──────── Selected excerpt ────────

Eli Lilly will invest $450 million in a North Carolina manufacturing plant to meet growing demand for its diabetes drugs Mounjaro and Trulicity, the company said Tuesday.
The investment in the Research Triangle Park plant will expand filling, device assembly and packaging capacity to help the Indiana-based drugmaker double production of the injectable drugs by the end of 2023.
Lilly began construction on the $1.7 billion plant in 2020, and is preparing for an FDA inspection of the site and production to commence later this year. The new phase of the facility will be completed in 2027, Lilly said, adding 100 jobs to the 460 that were originally anticipated.
The increased production of Trulicity and of Mounjaro, Lilly’s newest diabetes drug, comes as rival Novo Nordisk has struggled to manufacture enough of its obesity drug Wegovy, which comes from a similar class of blood-sugar lowering drugs as Lilly’s medicines. Lilly could receive an expanded approval for Mounjaro as a weight-loss treatment later this year.
Availability of Novo’s drug “is a key factor as we assess Mounjaro's demand and supply,” Lilly CFO Anat Ashkenazi said during a call with Wall Street analysts in November to review third quarter earnings. “To meet this rapidly growing demand across our [metabolic] business, we have plans to add substantial additional manufacturing capacity.”
In addition, Lilly has begun building two new facilities in Indiana to support new product launches.
With another 400 million euros slated for investment in biologics production in Ireland, the company expects to spend around $2.5 billion over several years on drug manufacturing capacity. “These investments, and other capital investments that support our operations, will result in capital expenditures being higher than recent historical levels for the next several years,” the company said in a regulatory filing for the third quarter.

──────── Information given ────────

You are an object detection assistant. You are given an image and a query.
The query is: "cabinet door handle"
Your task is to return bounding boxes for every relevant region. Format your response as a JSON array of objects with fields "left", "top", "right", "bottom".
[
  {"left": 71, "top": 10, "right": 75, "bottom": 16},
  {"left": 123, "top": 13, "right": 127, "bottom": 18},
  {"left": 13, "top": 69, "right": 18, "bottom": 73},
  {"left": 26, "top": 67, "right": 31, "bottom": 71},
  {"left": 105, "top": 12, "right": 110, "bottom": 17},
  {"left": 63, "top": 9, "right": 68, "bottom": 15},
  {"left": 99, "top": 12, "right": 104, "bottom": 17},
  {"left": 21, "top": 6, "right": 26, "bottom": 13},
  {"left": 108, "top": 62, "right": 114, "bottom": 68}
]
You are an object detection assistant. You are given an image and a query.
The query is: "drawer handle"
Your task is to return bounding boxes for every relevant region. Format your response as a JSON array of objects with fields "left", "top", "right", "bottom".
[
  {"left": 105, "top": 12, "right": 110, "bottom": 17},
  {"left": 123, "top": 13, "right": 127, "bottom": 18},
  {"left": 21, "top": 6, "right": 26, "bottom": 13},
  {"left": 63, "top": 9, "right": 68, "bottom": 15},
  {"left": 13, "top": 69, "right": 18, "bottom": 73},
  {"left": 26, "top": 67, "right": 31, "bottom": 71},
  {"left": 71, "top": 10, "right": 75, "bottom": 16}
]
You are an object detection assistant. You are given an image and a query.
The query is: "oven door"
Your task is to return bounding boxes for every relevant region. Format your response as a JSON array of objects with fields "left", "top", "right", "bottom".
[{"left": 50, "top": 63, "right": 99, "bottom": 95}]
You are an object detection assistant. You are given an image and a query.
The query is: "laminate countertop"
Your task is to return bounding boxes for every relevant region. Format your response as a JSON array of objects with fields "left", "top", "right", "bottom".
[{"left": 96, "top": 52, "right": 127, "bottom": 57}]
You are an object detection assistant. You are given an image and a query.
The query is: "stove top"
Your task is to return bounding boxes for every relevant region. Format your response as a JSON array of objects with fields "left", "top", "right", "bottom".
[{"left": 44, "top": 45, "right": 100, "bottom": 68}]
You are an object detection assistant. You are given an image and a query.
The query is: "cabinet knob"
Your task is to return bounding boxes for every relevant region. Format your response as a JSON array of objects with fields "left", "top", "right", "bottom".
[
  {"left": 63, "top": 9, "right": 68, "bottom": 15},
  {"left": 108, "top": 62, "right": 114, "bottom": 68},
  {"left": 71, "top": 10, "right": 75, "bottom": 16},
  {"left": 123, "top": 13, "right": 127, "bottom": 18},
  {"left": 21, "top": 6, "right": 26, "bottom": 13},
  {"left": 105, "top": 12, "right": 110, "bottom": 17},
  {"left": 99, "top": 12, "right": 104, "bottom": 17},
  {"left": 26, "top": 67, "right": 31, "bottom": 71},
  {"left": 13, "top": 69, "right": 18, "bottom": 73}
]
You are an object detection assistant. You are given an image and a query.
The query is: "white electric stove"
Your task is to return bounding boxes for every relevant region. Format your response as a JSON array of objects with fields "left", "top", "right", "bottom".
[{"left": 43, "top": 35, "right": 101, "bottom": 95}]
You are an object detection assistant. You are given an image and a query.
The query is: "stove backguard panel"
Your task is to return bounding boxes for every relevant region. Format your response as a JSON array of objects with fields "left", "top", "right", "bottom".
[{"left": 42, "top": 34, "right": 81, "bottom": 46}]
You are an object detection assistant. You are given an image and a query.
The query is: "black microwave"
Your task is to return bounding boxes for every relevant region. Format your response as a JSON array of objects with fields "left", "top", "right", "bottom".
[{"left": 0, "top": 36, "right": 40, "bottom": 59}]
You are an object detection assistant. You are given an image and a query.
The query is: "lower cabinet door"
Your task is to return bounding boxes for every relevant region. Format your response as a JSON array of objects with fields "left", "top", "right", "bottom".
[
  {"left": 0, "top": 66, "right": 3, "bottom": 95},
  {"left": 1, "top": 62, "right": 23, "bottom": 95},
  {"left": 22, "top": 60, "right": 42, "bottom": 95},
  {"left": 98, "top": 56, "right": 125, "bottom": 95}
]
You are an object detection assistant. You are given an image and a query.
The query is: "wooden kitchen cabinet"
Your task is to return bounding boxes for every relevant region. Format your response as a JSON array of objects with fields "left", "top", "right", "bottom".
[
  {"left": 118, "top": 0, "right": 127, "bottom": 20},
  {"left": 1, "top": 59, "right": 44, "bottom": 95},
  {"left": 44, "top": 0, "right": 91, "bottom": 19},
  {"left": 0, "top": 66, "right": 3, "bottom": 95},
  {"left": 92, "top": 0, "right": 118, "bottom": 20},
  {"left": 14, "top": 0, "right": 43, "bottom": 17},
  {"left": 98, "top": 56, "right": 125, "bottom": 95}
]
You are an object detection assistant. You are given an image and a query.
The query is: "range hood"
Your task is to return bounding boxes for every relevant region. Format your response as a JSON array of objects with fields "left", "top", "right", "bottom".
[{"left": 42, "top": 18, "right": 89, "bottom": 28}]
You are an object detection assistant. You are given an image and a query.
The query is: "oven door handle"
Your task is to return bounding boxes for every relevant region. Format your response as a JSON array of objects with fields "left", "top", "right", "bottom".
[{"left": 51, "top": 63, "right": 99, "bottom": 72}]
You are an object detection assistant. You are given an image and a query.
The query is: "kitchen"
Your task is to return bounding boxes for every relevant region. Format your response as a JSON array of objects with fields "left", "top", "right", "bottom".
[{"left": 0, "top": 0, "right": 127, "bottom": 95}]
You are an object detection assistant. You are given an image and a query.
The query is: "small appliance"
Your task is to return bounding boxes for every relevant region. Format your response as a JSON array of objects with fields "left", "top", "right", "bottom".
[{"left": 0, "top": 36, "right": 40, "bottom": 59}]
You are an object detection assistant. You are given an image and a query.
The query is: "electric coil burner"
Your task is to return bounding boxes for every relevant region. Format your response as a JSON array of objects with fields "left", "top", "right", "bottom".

────────

#### [How to complete this task]
Rewrite the stretch from "With another 400" through "the third quarter." in the article on Eli Lilly's manufacturing investment, substituting "roughly" for "around".

#### [Answer to this task]
With another 400 million euros slated for investment in biologics production in Ireland, the company expects to spend roughly $2.5 billion over several years on drug manufacturing capacity. “These investments, and other capital investments that support our operations, will result in capital expenditures being higher than recent historical levels for the next several years,” the company said in a regulatory filing for the third quarter.